Monday 11 September 2023

The Funhouse (1981)

 


Director: Tobe Hooper

Screenplay: Larry Block

Cast: Elizabeth Berridge as Amy Harper; Cooper Huckabee as Buzz; Largo Woodruff as Liz Duncan; Miles Chapin as Richie; Kevin Conway as Freak Show Barker / Strip Show Barker / Conrad Straker (The Funhouse Barker); Wayne Doba as Gunther Twibunt (The Monster); Sylvia Miles as Madame Zena; William Finley as Marco the Magnificent

A Night of a Thousand Horror (Movies)

 

When you're stoned, Charles Manson is a terrific guy.

Tobe Hooper plus Universal Pictures equals a Video Nasty, and this is a higher budget and prestige title among the Nasties, normally independent productions or non-American studio films, and evidence that no one was particularly safe. In the case of The Funhouse, far from the nastiest of the slasher movies from this era entirely, I entirely suspect the infamy of The Texas Chain Saw Massacre (1974) filters through this, the film which Tobe Hooper as a director immediately gained a reputation and notoriety for. (There is also another theory that this was mistaken for The Last House on Dead End Street (1977), which was titled The Fun House on British VHS1, a film which for another day has to be seen to be believed as well as being legitimately gruesome in content). This presents an important part of Tobe Hooper's career, as it was the one made after Salem's Lot (1979), Hooper's seminal and (large scale) TV mini-series/film, his first steps into mainstream filmmaking. This as a result is a change of pace, with Hooper clearly interested with the carnival setting itself, enticed by the chance to film at a real one, an east coast production shot in Miami, Florida in reality1, and with real rides and numerous extras onscreen to bring out the atmosphere.

- _STORED DATA_
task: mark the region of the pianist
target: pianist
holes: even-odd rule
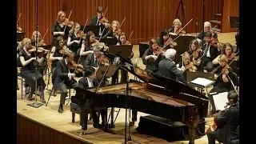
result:
[[[65,98],[67,96],[67,86],[70,88],[78,86],[78,82],[74,78],[75,74],[70,73],[67,66],[73,59],[74,54],[72,51],[70,50],[66,50],[63,54],[63,59],[58,62],[56,70],[54,70],[54,72],[53,73],[56,77],[54,83],[54,90],[61,90],[60,104],[58,110],[59,113],[63,112],[63,104],[65,103]]]
[[[186,69],[184,66],[182,66],[180,70],[177,68],[175,62],[174,62],[175,55],[176,50],[174,49],[168,49],[166,51],[166,58],[160,61],[158,64],[159,70],[156,74],[162,77],[186,83],[184,79],[184,71]]]

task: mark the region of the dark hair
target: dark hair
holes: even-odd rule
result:
[[[93,67],[89,67],[88,69],[85,69],[85,77],[89,77],[94,72],[95,72],[95,69]]]
[[[158,43],[159,45],[164,45],[163,36],[166,36],[166,35],[170,36],[168,30],[166,29],[161,31],[160,37],[159,37],[159,43]]]
[[[97,12],[98,13],[102,13],[103,12],[103,7],[102,6],[98,6],[97,8]]]
[[[227,98],[229,100],[230,99],[233,99],[234,103],[236,103],[238,102],[238,95],[234,90],[230,90],[227,94]]]

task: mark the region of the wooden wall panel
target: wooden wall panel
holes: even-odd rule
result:
[[[230,28],[229,16],[239,16],[238,0],[223,0],[222,32],[235,32],[236,28]]]
[[[218,0],[219,2],[221,0]],[[202,27],[203,0],[183,0],[186,25],[191,18],[193,20],[187,25],[187,33],[199,32]],[[205,21],[212,19],[214,14],[218,11],[218,2],[212,0],[205,0]],[[17,18],[19,13],[22,13],[19,26],[31,37],[36,26],[36,1],[18,0]],[[52,35],[51,26],[56,21],[56,15],[59,10],[63,10],[68,17],[70,10],[70,20],[83,26],[87,18],[89,21],[97,14],[98,6],[104,10],[108,7],[106,17],[110,22],[118,20],[120,23],[126,18],[121,30],[129,37],[134,30],[130,41],[132,44],[149,41],[150,38],[158,38],[161,30],[169,29],[175,18],[179,2],[178,0],[38,0],[38,30],[43,34],[47,28],[49,31],[45,38],[46,44],[50,44]],[[217,4],[216,4],[217,3]],[[177,18],[182,21],[182,5],[178,11]],[[198,26],[196,26],[198,18]]]
[[[46,44],[51,44],[52,35],[51,27],[56,21],[57,13],[61,10],[61,0],[38,0],[38,31],[42,36],[48,30],[44,38]],[[22,28],[22,32],[26,32],[26,38],[31,38],[33,31],[37,26],[37,1],[18,0],[17,1],[17,19],[19,14],[22,16],[18,25]]]

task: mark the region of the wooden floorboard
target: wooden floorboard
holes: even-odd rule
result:
[[[234,35],[236,33],[219,33],[218,39],[221,42],[230,42],[232,45],[235,44]],[[132,61],[134,61],[136,58],[139,57],[138,52],[138,45],[134,46],[134,57]],[[142,64],[140,58],[138,58],[138,65],[140,68],[144,69],[145,66]],[[45,77],[44,77],[45,78]],[[133,78],[134,76],[130,74],[130,78]],[[120,78],[119,78],[120,79]],[[77,79],[78,80],[78,79]],[[48,78],[46,80],[46,83],[47,84]],[[24,82],[23,82],[24,83]],[[50,80],[50,85],[48,86],[48,89],[51,89],[51,80]],[[116,121],[116,127],[114,130],[118,134],[112,134],[110,133],[103,132],[101,130],[98,130],[93,127],[92,122],[89,122],[88,124],[88,130],[90,134],[80,136],[80,125],[79,125],[79,115],[76,114],[75,122],[71,122],[71,112],[70,110],[70,106],[64,106],[64,113],[59,114],[58,113],[58,108],[59,105],[59,98],[60,94],[58,94],[56,97],[52,96],[50,99],[50,102],[48,106],[42,106],[39,108],[34,108],[32,106],[26,106],[26,104],[34,102],[34,99],[31,101],[27,101],[25,98],[25,88],[23,86],[23,99],[22,99],[21,94],[21,79],[18,79],[18,85],[20,87],[19,90],[17,90],[17,113],[22,114],[28,118],[32,119],[42,125],[46,126],[49,126],[56,130],[61,131],[62,133],[66,133],[70,134],[76,138],[92,142],[92,143],[101,143],[101,144],[120,144],[124,142],[124,129],[125,129],[125,110],[121,109],[119,115]],[[208,90],[209,91],[210,90]],[[45,98],[47,101],[49,98],[50,90],[45,91]],[[74,90],[71,90],[71,95],[74,95]],[[39,97],[38,98],[38,101],[39,101]],[[34,96],[33,97],[34,98]],[[118,110],[118,108],[115,108],[115,110]],[[117,113],[115,113],[116,114]],[[139,120],[140,116],[148,115],[144,113],[138,112],[138,118]],[[209,126],[213,123],[213,118],[206,118],[206,130],[208,129]],[[178,141],[173,142],[167,142],[166,140],[158,138],[155,137],[149,136],[143,134],[138,134],[134,130],[138,124],[139,121],[135,123],[135,126],[131,128],[131,137],[133,140],[138,141],[140,143],[170,143],[170,144],[185,144],[188,143],[188,141]],[[136,143],[136,142],[130,142],[130,143]],[[202,138],[197,139],[195,141],[197,144],[207,144],[207,138],[206,136],[203,136]]]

- _TASK SET_
(1) Answer from the review of The Funhouse:
(a) Who wrote the screenplay?
(b) Which actor plays Madame Zena?
(c) In what city was the film shot?
(2) Extend the review of The Funhouse by writing the paragraph that comes after its last sentence.
The material has no connection to the review of The Funhouse.

- _ANSWERS PER TASK_
(1)
(a) Larry Block
(b) Sylvia Miles
(c) Miami, Florida

(2)
I have a bias for carnival/circus films, so naturally I like The Funhouse even without factoring in it being a solid slow burn horror film, where even marginalized titles like Cecil B. DeMille's The Greatest Show on Earth (1952), which people thought stole the 25th Best Picture Oscar from High Noon (1952), is a favourite for depicting historically this fascinating area of popular entertainment. Carnivals and circuses I realise are very different things, but they form a connection in my mind, as travelling entertainments which feel marginalised in the modern world, of spectacle and the reality of them, alongside the graft and in the case of carnivals, the ways they exist entirely on selling spectacle whilst even only providing the illusion. With their own worlds of aesthetic and figures that have to travel in the shows, they are all enticing, and in terms of the carnival by itself, The Funhouse is the same even if it plays to the stereotypes of them being places of the marginalised and the dangerous. Carnivals, more so than circuses, have had a legacy in cinema which is not just the infamous Tod Browning film Freaks (1932), but even film noir in Nightmare Alley, the 1947 and 2021 versions, of places ran by outsiders and with their own rules. Their posters displaying the now politically incorrect freak shows to their faded colours on the rides have a palpable energy to them which The Funhouse fully succeeds in bringing in.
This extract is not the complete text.